**Provided material**
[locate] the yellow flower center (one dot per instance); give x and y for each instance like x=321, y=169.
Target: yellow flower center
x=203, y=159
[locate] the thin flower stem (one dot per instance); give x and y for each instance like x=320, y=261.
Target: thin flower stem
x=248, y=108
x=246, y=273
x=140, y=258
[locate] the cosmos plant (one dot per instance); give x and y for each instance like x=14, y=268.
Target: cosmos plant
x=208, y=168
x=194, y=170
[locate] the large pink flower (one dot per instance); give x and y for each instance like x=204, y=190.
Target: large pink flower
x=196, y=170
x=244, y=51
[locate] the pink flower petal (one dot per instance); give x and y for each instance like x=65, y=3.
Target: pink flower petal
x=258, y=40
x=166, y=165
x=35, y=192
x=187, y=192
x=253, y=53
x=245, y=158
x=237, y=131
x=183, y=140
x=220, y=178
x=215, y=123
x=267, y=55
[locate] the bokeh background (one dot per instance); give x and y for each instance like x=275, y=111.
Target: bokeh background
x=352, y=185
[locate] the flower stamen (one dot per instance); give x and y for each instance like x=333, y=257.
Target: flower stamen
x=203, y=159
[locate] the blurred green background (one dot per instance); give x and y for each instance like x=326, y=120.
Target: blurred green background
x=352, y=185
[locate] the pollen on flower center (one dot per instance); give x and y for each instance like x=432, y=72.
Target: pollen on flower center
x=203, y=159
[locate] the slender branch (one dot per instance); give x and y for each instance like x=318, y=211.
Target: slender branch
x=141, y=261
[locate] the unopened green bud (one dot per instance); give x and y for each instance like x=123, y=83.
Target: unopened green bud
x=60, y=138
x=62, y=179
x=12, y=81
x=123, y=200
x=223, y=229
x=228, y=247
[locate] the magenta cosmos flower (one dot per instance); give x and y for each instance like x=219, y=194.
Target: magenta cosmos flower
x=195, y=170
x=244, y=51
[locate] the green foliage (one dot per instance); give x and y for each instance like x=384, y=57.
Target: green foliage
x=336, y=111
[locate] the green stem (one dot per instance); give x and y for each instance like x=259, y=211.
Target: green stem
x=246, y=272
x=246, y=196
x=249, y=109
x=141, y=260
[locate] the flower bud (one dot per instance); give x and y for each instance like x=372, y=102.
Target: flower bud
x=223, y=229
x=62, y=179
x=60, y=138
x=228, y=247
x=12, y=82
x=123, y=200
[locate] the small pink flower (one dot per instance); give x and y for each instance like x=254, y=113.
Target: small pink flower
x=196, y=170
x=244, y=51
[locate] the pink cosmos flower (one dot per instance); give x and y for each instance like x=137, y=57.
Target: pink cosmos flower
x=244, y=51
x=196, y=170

**Problem details**
Go through the listing above and restate it word for word.

**Task solution**
[locate] the yellow flower center (one dot per instance); give x and y for each instance like x=321, y=169.
Target: yellow flower center
x=203, y=159
[locate] the thin flower stem (one dot per instance); give x and y for each instance like x=320, y=261.
Target: thin flower stem
x=248, y=108
x=246, y=273
x=140, y=258
[locate] the cosmos plant (one dot per instance); give x and y for each instance like x=14, y=268.
Target: cosmos plant
x=208, y=168
x=194, y=170
[locate] the large pink flower (one dot per instance); give x and y for each instance like x=204, y=190.
Target: large pink flower
x=196, y=170
x=244, y=51
[locate] the pink flower petal (one dot per instance); give x and y for each instance like x=65, y=3.
Target: pink flower petal
x=258, y=40
x=166, y=165
x=35, y=192
x=187, y=192
x=253, y=53
x=245, y=158
x=237, y=131
x=183, y=140
x=220, y=178
x=215, y=123
x=267, y=55
[locate] the bokeh background (one dot per instance); give x and y for each instance like x=275, y=111.
Target: bokeh background
x=352, y=185
[locate] the flower stamen (one dot per instance); give x and y for each instance like x=333, y=257.
Target: flower stamen
x=203, y=159
[locate] the blurred green background (one dot per instance); give x and y for each instance like x=326, y=120.
Target: blurred green background
x=352, y=185
[locate] the pollen on flower center (one dot per instance); give x and y for each instance like x=432, y=72.
Target: pollen on flower center
x=203, y=159
[locate] the slender branch (one dot per instance); give x and y for each instance like x=318, y=211.
Target: slender branch
x=141, y=261
[locate] the unopened green bud (one dot per instance); give x and y for each instance like x=123, y=83.
Target: unopened green bud
x=60, y=138
x=62, y=179
x=12, y=81
x=123, y=200
x=223, y=229
x=228, y=247
[locate] the magenta cosmos flower (one dot per instance); give x and y for each instance like x=219, y=194.
Target: magenta cosmos flower
x=195, y=170
x=244, y=51
[locate] the green foliage (one dot per instance); give x and y for each instance like x=384, y=57.
Target: green foliage
x=336, y=111
[locate] the green stem (one dot per instance); give x and y for each instance like x=259, y=211.
Target: green stem
x=246, y=272
x=246, y=196
x=249, y=109
x=141, y=260
[locate] the flower bud (one dot per instance); give x and y for each instance like x=372, y=102.
Target: flower bud
x=223, y=229
x=62, y=179
x=60, y=138
x=228, y=247
x=12, y=82
x=123, y=200
[locate] the small pink flower (one dot per instance); give x and y for each instance like x=254, y=113.
Target: small pink flower
x=196, y=170
x=244, y=51
[locate] the pink cosmos flower (one dot per instance); give x and y for each instance like x=137, y=57.
Target: pink cosmos flower
x=244, y=51
x=196, y=170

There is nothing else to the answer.